(Excerpts from point annotation data)
┄┄┄┄┄┄
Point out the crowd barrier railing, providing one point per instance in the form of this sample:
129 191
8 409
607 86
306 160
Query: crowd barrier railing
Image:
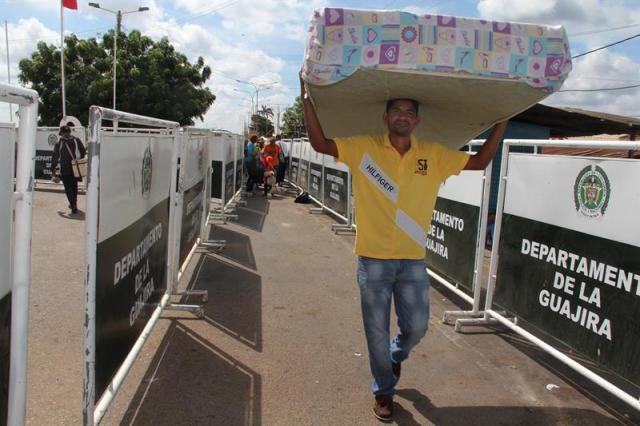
327 181
130 241
226 152
192 207
566 257
15 245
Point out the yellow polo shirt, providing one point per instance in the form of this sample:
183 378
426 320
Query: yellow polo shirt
395 194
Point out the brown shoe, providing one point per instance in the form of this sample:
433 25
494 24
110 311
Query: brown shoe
383 407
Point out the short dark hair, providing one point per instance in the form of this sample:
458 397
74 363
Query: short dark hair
416 104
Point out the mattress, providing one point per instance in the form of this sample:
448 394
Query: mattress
466 73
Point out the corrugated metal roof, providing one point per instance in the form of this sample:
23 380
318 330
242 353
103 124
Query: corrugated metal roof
565 121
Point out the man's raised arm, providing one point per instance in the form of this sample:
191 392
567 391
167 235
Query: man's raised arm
314 130
481 160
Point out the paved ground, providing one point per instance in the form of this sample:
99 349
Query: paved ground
282 341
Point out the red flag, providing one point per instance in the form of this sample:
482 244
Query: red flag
70 4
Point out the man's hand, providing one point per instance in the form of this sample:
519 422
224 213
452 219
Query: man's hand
481 160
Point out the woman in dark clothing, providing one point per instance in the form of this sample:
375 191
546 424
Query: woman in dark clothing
65 151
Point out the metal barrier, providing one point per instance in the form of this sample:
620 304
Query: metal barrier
565 235
129 257
15 244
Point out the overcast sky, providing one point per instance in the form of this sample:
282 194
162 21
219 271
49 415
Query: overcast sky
262 41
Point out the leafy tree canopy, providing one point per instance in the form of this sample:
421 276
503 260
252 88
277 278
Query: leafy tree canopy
153 79
293 121
261 125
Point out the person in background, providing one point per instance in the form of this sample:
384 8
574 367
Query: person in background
396 178
284 162
269 178
66 150
254 175
272 149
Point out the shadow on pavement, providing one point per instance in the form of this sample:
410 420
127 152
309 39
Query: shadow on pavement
72 216
235 299
491 415
191 381
253 215
237 248
609 402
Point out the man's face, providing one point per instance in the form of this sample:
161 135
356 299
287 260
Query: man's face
401 118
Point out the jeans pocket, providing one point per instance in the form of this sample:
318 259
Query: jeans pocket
362 273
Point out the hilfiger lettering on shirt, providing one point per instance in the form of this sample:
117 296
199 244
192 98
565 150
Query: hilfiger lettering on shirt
390 189
383 182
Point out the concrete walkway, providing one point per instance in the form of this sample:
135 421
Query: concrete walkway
282 342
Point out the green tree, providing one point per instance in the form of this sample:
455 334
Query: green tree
153 79
261 125
293 121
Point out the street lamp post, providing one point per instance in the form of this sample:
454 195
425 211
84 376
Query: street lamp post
119 15
257 88
248 93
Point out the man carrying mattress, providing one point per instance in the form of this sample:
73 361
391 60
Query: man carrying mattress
396 180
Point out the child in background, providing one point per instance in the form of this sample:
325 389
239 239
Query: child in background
269 174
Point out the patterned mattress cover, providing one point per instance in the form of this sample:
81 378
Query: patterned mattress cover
341 41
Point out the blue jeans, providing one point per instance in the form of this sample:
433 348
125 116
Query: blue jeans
408 282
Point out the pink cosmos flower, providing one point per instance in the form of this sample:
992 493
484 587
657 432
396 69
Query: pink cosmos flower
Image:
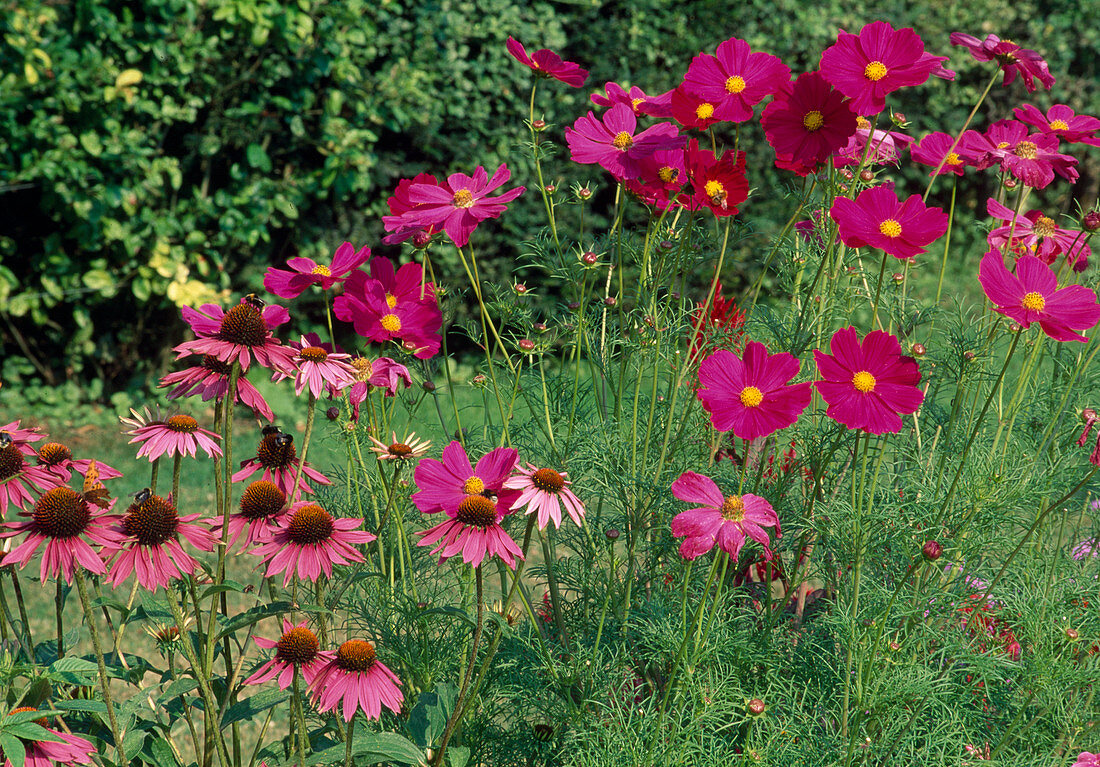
612 143
751 396
868 384
296 648
545 492
308 541
149 543
358 680
877 219
735 79
1063 122
210 380
878 61
178 435
717 518
443 485
1032 295
548 64
809 122
1011 57
306 272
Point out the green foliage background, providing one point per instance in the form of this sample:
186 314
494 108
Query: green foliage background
165 153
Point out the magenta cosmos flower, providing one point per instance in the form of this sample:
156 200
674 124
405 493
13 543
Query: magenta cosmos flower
306 272
443 485
243 331
1032 295
717 518
545 492
178 435
868 384
308 541
355 679
878 61
149 545
810 122
877 219
735 79
751 396
612 142
296 648
1011 57
548 64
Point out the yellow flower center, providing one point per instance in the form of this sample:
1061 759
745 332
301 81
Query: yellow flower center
623 141
1033 302
751 396
735 84
890 228
875 70
864 382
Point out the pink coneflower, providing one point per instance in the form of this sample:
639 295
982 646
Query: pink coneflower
545 492
722 519
878 61
612 143
306 272
548 64
308 541
443 485
474 530
810 122
1032 295
277 457
150 533
263 505
355 678
210 380
178 435
1012 58
868 384
296 648
243 331
751 397
735 78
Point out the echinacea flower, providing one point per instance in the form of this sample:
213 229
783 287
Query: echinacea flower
717 518
150 532
613 143
305 272
548 64
877 219
297 648
868 384
735 78
356 680
545 492
1032 295
308 540
751 396
178 435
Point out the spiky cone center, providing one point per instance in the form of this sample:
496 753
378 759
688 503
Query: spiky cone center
548 481
61 513
733 508
355 655
276 451
151 522
297 646
310 525
53 453
476 511
262 500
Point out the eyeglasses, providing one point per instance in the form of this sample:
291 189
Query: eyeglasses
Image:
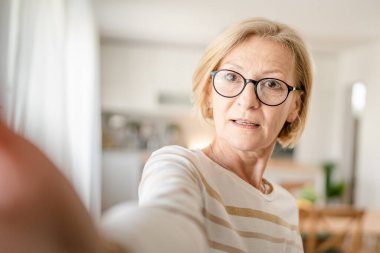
270 91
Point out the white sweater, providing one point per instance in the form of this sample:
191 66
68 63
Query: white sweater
188 203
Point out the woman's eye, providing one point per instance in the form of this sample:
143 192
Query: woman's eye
271 84
231 77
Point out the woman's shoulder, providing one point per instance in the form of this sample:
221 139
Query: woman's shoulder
175 153
175 158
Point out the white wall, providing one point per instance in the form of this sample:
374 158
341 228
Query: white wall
134 73
4 27
363 64
320 140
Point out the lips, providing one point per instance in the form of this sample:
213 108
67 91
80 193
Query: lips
245 122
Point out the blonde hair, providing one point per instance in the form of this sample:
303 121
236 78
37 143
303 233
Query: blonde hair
234 36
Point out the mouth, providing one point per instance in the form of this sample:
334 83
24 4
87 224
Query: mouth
245 123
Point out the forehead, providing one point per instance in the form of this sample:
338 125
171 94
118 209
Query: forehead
260 55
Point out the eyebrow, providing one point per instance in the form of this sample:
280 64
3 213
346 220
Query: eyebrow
266 72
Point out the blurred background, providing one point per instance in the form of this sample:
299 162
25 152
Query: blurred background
149 50
99 85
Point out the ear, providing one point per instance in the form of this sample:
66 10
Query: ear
294 109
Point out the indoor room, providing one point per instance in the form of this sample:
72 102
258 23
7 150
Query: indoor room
100 85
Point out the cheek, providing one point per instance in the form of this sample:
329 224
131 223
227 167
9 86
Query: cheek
278 118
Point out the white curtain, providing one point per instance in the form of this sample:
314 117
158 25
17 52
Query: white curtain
52 87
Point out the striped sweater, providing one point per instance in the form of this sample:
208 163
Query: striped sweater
188 203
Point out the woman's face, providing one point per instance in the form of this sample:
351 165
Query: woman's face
243 122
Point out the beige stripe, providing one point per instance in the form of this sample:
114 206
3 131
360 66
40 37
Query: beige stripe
247 234
223 247
246 212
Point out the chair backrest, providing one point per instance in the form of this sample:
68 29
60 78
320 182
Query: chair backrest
327 228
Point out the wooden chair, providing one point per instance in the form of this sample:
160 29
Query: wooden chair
331 229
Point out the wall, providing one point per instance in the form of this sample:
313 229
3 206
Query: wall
4 29
136 72
363 64
320 140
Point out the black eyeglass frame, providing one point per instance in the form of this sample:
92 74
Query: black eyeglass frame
255 83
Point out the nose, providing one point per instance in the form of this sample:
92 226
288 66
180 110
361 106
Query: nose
248 98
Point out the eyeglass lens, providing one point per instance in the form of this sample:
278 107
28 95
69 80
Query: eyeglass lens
269 91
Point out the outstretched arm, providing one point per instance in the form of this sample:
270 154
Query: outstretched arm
39 209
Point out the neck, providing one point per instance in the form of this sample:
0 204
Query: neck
248 165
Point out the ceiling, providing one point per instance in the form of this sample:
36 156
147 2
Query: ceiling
326 24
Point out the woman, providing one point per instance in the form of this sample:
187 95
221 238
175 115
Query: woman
254 82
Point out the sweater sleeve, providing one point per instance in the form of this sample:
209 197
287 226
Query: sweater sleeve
168 217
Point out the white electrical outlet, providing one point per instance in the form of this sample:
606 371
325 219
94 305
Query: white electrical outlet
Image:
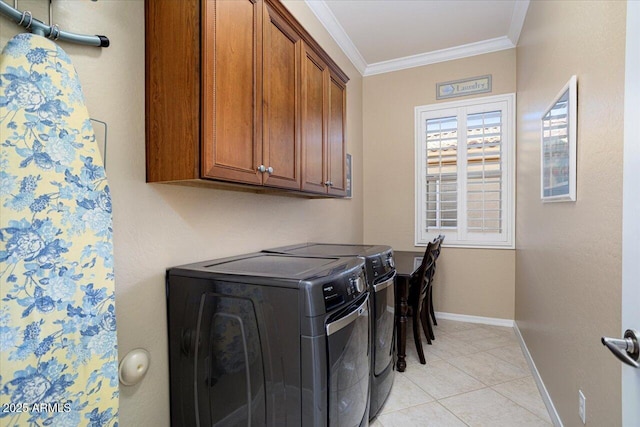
582 408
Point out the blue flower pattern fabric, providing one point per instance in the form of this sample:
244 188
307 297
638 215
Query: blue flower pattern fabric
58 347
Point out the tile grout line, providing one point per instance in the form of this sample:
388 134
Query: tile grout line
523 407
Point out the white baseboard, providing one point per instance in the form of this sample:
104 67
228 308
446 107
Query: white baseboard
553 414
494 321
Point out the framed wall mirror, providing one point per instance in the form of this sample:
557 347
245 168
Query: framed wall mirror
558 147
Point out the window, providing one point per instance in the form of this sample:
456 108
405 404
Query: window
465 171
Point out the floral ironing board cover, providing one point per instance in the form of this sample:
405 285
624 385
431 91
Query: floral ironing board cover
58 347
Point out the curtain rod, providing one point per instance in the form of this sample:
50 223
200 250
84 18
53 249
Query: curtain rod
26 20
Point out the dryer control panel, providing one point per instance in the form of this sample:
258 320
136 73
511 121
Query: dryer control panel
380 265
344 290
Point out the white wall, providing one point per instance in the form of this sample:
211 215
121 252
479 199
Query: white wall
157 226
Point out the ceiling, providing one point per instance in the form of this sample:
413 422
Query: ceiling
380 36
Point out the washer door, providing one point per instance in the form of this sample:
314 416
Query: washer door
348 348
384 311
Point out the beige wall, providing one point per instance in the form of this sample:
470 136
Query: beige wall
568 263
478 282
157 226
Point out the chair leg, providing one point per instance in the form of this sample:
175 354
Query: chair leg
431 311
426 327
416 336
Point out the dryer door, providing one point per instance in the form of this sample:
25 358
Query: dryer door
348 348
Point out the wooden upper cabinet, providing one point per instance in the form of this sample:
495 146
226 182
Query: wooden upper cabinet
336 145
314 122
281 102
237 91
231 55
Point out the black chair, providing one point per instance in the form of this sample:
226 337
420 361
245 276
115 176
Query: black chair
438 242
418 294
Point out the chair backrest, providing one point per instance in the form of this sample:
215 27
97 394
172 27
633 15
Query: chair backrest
424 273
437 246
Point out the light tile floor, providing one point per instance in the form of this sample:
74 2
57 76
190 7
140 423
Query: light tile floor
476 375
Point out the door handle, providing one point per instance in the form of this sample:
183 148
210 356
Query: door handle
626 349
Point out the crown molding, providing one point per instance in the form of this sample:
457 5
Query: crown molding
517 20
458 52
329 21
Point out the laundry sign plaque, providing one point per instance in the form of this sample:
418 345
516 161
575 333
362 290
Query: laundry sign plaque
463 87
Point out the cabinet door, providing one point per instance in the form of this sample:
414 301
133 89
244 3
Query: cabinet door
337 147
314 120
281 101
232 76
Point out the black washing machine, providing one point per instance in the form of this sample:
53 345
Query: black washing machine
380 276
269 339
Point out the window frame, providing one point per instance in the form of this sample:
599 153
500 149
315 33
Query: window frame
460 237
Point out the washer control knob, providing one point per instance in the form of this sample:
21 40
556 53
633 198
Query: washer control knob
358 283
┄┄┄┄┄┄
Requirements: Everything from the line with "Point out the door" to the end of the listing above needs to be duplicated exactly, both end lines included, with nothing more.

Problem solution:
Point out the door handle, providing one point per instance in the form of this sample:
183 148
210 356
Query: door handle
626 349
Point out the crown molding, providing one point per instance in the form of this sample:
457 5
Query: crown molding
517 20
458 52
329 21
Point out the laundry sign plaque, providing one point per instance in the form of this sample:
418 345
516 161
575 333
362 290
Query: laundry sign plaque
463 87
Point out the cabinet door, providing one point per instance in the form of this sample:
414 301
133 89
244 3
Query: cabinet door
337 147
314 120
281 101
232 76
Point out the black washing machine, providing one point per instance in the form of this sample:
53 345
Query: black washing machine
380 276
269 339
Point out the window frame, providing one point per instance in the form of this sample:
599 153
500 149
315 33
Query: window frame
460 237
Point out the washer control knob, providing one point per instance in the form of this sample:
21 40
556 53
633 198
Query: washer control knob
358 283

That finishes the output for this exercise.